§ TASK DETAILS: Give the data again, word for word.

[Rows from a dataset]
**********

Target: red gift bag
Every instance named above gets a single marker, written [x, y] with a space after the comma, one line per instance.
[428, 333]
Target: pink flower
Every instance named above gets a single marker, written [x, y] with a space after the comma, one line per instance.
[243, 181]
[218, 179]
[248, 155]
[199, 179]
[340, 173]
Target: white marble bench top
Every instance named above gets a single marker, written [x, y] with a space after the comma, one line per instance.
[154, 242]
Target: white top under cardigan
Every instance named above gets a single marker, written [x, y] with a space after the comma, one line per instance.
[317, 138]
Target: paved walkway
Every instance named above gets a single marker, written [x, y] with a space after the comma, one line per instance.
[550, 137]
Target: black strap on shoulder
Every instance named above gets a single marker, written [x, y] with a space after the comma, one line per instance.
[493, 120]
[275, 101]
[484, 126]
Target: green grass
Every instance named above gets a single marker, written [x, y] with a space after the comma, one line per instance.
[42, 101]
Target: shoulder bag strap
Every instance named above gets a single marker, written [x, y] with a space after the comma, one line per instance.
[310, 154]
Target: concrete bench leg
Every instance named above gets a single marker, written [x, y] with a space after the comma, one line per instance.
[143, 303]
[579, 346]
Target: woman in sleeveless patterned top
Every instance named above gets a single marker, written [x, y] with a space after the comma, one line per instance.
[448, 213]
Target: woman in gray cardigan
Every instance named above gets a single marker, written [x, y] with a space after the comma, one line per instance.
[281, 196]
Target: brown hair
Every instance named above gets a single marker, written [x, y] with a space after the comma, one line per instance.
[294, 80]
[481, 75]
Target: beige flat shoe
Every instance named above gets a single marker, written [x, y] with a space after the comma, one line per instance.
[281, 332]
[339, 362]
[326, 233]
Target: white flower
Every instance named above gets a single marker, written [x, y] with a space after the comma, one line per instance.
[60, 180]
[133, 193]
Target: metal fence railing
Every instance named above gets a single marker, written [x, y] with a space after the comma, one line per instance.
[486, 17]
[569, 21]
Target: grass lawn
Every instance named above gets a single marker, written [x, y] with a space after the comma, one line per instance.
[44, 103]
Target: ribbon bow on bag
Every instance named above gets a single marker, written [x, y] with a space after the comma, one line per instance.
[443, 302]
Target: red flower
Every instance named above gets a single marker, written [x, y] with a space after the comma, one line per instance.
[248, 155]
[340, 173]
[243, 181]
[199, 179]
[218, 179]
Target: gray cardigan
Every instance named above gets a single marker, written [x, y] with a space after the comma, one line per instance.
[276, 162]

**********

§ FINISHED TASK:
Target: red gift bag
Every instance named above gets a single marker, written [x, y] with a space after the comma, one line per instance.
[428, 333]
Target: pink flower
Every instance named above gets a single marker, written [x, y] with a space after the comma, one line per instance.
[243, 181]
[218, 179]
[248, 155]
[199, 179]
[340, 173]
Target: white marble bench top
Every instance named above gets a single marker, written [x, y] with a space after the comma, one line per instance.
[154, 242]
Target: white top under cardigan
Every instance named above gets a single marker, written [x, y] with a space after the comma, one line per instance.
[317, 138]
Target: paved walkway
Every instance named above gets a single marker, written [x, y] with a space after the comma, one line per instance.
[550, 137]
Target: black strap on shoulder
Every instance named above gets a single marker, written [x, y] with a space after the comma, one line per instance.
[493, 120]
[275, 101]
[484, 126]
Target: green grass
Every instance named above gets a single marker, written [x, y] with a space after the comma, one line per instance.
[42, 101]
Target: shoulder bag strap
Every instance named above gets a single marker, written [x, y] with a space after the comma, one line per instance.
[310, 154]
Target: concrete bench leg
Every instance named above gets a single marker, written [x, y] with a space after the comma, one line per instance.
[143, 303]
[579, 346]
Target: woman in sleeveless patterned top
Every instance named above gets a single marker, written [x, y] with a space after the comma, one line per instance.
[448, 213]
Target: woman in gray cardigan
Every instance named above gets a single marker, written [x, y] with a space after the comma, one line per instance.
[281, 196]
Target: brown hair
Every instance named above gets a single marker, written [x, y] with a space after the comma, one line per instance.
[294, 80]
[481, 75]
Target: beige flat shoe
Every instance named above gets a single marker, written [x, y] with a space after the comma, one line per instance.
[281, 332]
[339, 362]
[326, 233]
Target: white flower
Every instance named above gets a single marker, written [x, y] with a space after the comma, one line per instance.
[60, 180]
[133, 193]
Target: metal fence railing
Every instance named above gets a single marker, written [x, y] with a space after the comma, one line per instance.
[486, 17]
[569, 21]
Target: grass lawn
Every instance named above gets a single marker, written [x, y] with a space after the comma, one line per instance.
[44, 103]
Target: ribbon bow on bag
Every instance named above gets a single marker, written [x, y] with a space after the comma, one line per instance.
[443, 302]
Target: red flower
Every instance named above gets a single marker, written [x, y] with a space after the comma, one line per instance.
[248, 155]
[340, 173]
[243, 181]
[199, 179]
[218, 179]
Target: gray cardigan
Every instance named above gets a single marker, written [x, y] with a space after the comma, one line per instance.
[276, 162]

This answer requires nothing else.